Instrucciones
1 – Traduce al inglés esta oración del texto fuente: "Al aeropuerto nunca se llega a tiempo."
2 – Según el texto fuente, indica si cada afirmación es correcta (sí o no) y cita las palabras exactas que lo deciden: (a) Cuando llega al aeropuerto, el vuelo ya ha aterrizado. (b) El coche queda aparcado en la planta 0. (c) La madre suele cerrar la puerta del cuarto.
3 – Imprime sin ningún cambio el fragmento del texto fuente que empieza con las palabras que contienen "Los agregados de" y termina con "cierra la chimenea.".

Texto fuente
Los agregados de la tarde van desfilando, quedamos diez. Cenas por turnos, a trompicones. La chimenea sigue a pleno rendimiento. Pijamas, helado, macarrones a deshora, mandarinas, fresas con nata. Coraline. En una esquina del sofá, hecha una bola sigo leyendo para no dormirme. 

Tic. Tic. Tic. 

Se acaba la peli. 
Se cierra la chimenea. 
Turnos para lavarnos los dientes, para usar el baño.
Mamá, ven a darnos un beso. Me arde la cara. Claro, nos hemos quemado. Es que no nos has dado crema. Es marzo, no se me ha ocurrido. Buenas noches. Buenas noches. No cierres la puerta. Nunca cierro la puerta, ¿me lo vais a repetir siempre? Sí, hasta que nos vayamos de casa. 

Se me cierran los ojos. ¿Me he dormido? No, todavía puedo leer un poco más, terminar esta página. Apago la luz. Todo está en silencio. Me acurruco mirando hacia la ventana. 

Tic. Tic. Tic. 

El paso de mi tiempo, un sonido rasposo y que rebota. Mi nuevo reloj es negro profundo y no me acostumbro a escuchar como absorbe mi tiempo, como si fuera un agujero negro. 
«Prefiero creer que nadie ha sido nunca como yo, por pequeña escritora que yo sea, aunque como escritora sea una pulga o un mosquito»


viernes, 10 de marzo de 2017

Desvarios de aeropuerto


Al aeropuerto nunca se llega a tiempo. A tiempo ¿de qué? Al aeropuerto se llega para esperar, esperar para poder marcharte o esperar para ver llegar. 

Soy puntual, creo. Los paneles anuncian que el vuelo no ha aterrizado aún, Llego, por tanto, con tiempo para esperar. 

Un aeropuerto en un día de diario, a las seis de la tarde, es casi una ciudad fantasma. Aparco y antes de bajarme del coche fotografío el número de mi plaza. Me da miedo no encontrar el coche. Antes de tener móvil nunca me preocupaba olvidar el lugar en el que lo había dejado. ¿Tenía más memoria o los aparcamientos no estaban hechos para confundir? Modulo B, planta 0, plaza 26. Color azul. Hundir la flota. Agua. Tocado. Hundido.

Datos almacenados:
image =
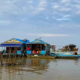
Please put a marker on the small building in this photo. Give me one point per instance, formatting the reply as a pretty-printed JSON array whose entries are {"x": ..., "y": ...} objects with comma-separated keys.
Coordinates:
[
  {"x": 37, "y": 47},
  {"x": 14, "y": 45}
]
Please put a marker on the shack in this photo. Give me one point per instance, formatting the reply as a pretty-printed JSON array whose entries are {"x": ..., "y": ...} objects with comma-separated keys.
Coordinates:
[
  {"x": 37, "y": 47},
  {"x": 14, "y": 45}
]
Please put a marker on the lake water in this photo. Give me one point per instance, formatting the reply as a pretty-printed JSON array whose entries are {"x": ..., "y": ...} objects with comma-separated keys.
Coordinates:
[{"x": 42, "y": 69}]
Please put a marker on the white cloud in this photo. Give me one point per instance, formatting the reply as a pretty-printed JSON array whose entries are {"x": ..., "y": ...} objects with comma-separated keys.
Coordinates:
[
  {"x": 65, "y": 9},
  {"x": 56, "y": 6},
  {"x": 63, "y": 19},
  {"x": 78, "y": 12},
  {"x": 65, "y": 1},
  {"x": 48, "y": 35},
  {"x": 4, "y": 22}
]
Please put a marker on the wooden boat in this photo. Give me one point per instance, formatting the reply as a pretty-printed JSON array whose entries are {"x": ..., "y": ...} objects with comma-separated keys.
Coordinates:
[
  {"x": 44, "y": 57},
  {"x": 67, "y": 56}
]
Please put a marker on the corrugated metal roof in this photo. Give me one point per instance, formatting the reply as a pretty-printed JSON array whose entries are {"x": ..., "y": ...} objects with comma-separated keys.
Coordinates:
[
  {"x": 37, "y": 41},
  {"x": 10, "y": 45},
  {"x": 15, "y": 41}
]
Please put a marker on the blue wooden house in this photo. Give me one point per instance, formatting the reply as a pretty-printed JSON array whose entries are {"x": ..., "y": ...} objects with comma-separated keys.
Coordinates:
[
  {"x": 37, "y": 47},
  {"x": 15, "y": 45}
]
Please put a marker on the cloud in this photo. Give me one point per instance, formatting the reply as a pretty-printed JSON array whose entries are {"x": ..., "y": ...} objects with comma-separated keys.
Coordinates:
[
  {"x": 65, "y": 17},
  {"x": 4, "y": 22},
  {"x": 65, "y": 9},
  {"x": 62, "y": 19},
  {"x": 56, "y": 6},
  {"x": 48, "y": 35},
  {"x": 78, "y": 12},
  {"x": 65, "y": 1}
]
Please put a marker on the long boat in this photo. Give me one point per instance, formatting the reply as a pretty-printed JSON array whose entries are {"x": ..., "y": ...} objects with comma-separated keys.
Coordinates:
[
  {"x": 44, "y": 57},
  {"x": 62, "y": 56},
  {"x": 67, "y": 56}
]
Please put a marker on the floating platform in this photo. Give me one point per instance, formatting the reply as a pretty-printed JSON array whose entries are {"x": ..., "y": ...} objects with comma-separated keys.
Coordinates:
[
  {"x": 68, "y": 56},
  {"x": 44, "y": 57}
]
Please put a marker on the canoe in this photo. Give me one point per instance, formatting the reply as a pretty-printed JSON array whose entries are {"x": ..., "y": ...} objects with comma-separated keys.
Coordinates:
[
  {"x": 67, "y": 56},
  {"x": 44, "y": 57}
]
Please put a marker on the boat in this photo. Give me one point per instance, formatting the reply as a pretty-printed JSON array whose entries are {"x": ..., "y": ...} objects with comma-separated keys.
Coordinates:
[
  {"x": 44, "y": 57},
  {"x": 63, "y": 56}
]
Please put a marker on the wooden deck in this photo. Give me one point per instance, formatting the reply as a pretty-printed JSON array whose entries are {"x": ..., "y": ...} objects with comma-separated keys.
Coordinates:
[{"x": 44, "y": 57}]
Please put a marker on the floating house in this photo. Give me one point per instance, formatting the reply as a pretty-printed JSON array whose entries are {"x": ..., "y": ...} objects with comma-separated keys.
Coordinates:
[
  {"x": 14, "y": 45},
  {"x": 37, "y": 47}
]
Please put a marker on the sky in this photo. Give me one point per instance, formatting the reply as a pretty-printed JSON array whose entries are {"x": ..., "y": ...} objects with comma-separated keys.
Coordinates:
[{"x": 56, "y": 21}]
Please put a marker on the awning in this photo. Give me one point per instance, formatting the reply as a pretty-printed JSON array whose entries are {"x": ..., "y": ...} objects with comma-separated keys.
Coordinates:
[{"x": 10, "y": 45}]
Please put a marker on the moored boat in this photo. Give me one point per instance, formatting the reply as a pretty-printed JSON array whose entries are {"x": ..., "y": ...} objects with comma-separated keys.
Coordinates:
[
  {"x": 67, "y": 56},
  {"x": 38, "y": 56}
]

Respuestas
1 – You never get to the airport on time.

2 –
(a) No: "Los paneles anuncian que el vuelo no ha aterrizado aún"
(b) Sí: "Modulo B, planta 0, plaza 26."
(c) No: "Nunca cierro la puerta"

3 –
Los agregados de la tarde van desfilando, quedamos diez. Cenas por turnos, a trompicones. La chimenea sigue a pleno rendimiento. Pijamas, helado, macarrones a deshora, mandarinas, fresas con nata. Coraline. En una esquina del sofá, hecha una bola sigo leyendo para no dormirme. 

Tic. Tic. Tic. 

Se acaba la peli. 
Se cierra la chimenea.